**DIRECTION**
Repeat every record below exactly as written.

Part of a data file
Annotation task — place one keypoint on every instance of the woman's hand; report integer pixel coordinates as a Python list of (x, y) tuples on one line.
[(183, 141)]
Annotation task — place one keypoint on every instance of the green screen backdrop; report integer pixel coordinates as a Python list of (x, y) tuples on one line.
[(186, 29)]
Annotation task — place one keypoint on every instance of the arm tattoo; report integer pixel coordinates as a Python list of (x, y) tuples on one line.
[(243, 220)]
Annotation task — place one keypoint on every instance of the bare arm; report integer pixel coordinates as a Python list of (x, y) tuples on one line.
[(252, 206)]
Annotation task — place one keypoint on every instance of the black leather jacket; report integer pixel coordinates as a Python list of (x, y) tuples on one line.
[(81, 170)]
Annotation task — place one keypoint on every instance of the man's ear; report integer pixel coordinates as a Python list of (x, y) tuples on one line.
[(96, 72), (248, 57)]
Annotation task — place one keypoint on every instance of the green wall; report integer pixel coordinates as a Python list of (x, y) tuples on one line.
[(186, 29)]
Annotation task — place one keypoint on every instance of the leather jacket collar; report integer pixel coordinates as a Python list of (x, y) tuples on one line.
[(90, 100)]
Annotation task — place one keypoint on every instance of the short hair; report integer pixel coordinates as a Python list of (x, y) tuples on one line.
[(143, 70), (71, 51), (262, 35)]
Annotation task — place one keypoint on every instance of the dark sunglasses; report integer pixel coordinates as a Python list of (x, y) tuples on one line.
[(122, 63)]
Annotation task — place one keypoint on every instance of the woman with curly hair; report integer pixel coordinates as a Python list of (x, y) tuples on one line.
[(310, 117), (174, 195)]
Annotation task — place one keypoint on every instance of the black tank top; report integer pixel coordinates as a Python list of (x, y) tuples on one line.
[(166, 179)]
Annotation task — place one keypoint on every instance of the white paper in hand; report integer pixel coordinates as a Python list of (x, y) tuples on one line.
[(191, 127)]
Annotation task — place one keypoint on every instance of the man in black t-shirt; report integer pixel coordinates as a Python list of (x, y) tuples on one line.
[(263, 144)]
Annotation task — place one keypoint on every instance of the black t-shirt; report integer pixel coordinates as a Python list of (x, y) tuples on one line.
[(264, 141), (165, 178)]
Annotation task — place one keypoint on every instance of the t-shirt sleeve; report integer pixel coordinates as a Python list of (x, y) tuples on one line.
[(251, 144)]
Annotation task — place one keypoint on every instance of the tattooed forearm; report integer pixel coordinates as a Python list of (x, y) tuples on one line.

**TASK SOLUTION**
Annotation task — place one keypoint on every instance of the woman's hand; report integer pixel coordinates as a Python list of (x, y) tuples on one line.
[(183, 141)]
Annotation task — place one keypoint on every instance of the green screen backdrop; report integer pixel coordinates as a Python list of (x, y) tuples on one line.
[(186, 29)]
Annotation task — place one keypoint on every instance of the arm tattoo; report integer pixel coordinates as a Python list of (x, y) tuples on one line.
[(243, 220)]
Annotation task — place one keypoint on every instance of the bare arm; report integer pixel coordinates as a Python list of (x, y) tuples on one line.
[(252, 206)]
Annotation task — place one keypoint on every instance of the black leather jacket; report integer pixel coordinates as a Python list of (x, y) tuples on one line.
[(81, 170)]
Annotation task — place one keypoint on every instance of the man's ear; report integer pixel coordinates as a Python list of (x, y) tuples on one line.
[(96, 72), (248, 57)]
Annotation task — place one keypoint on every instance of the green wall; report integer pixel coordinates as a Python list of (x, y) tuples on one line.
[(186, 29)]
Annotation task — place one keypoint on every instance of the leather jacket collar; report integer pixel coordinates as a Python list of (x, y) tuples on one line.
[(90, 100)]
Annotation task — place one keypoint on every instance of the short hair; report integer pixel coordinates as a Python list of (x, y) tuples on one line.
[(143, 70), (71, 51), (262, 35)]
Annotation task — place one keypoint on every instance of the dark sunglasses; report integer pixel coordinates as a Python list of (x, y) tuples on one line.
[(122, 63)]
Annotation task — place one keypoint on every instance of the woman with curly hair; report integer pixel coordinates as a Python list of (x, y) tuples on one line.
[(310, 117), (174, 195)]
Annotation task — place one keypoint on every instance of the black tank top; report integer pixel coordinates as a Python list of (x, y) tuples on one line.
[(166, 179)]
Annotation task — place one keypoint on every instance of the white paper in hand; report integer pixel coordinates as a Python list of (x, y) tuples on one line.
[(191, 127)]
Annotation task — place one keypoint on every instance of the man in black t-shirt; report integer pixel coordinates as a Python list of (x, y) tuples on one line.
[(263, 144)]
Annotation task — place one keypoint on every instance of the black t-shirt; report integer pixel coordinates as a Python list of (x, y) tuples on one line.
[(264, 141), (165, 178)]
Annotation task — place one keypoint on every instance of the t-shirt sleeve; report integer pixel coordinates as a Python list of (x, y) tuples on one line.
[(251, 144)]
Annotation task — place one keypoint on every instance of the tattooed forearm; report integer pixel coordinates as a Python list of (x, y) tuples on one line.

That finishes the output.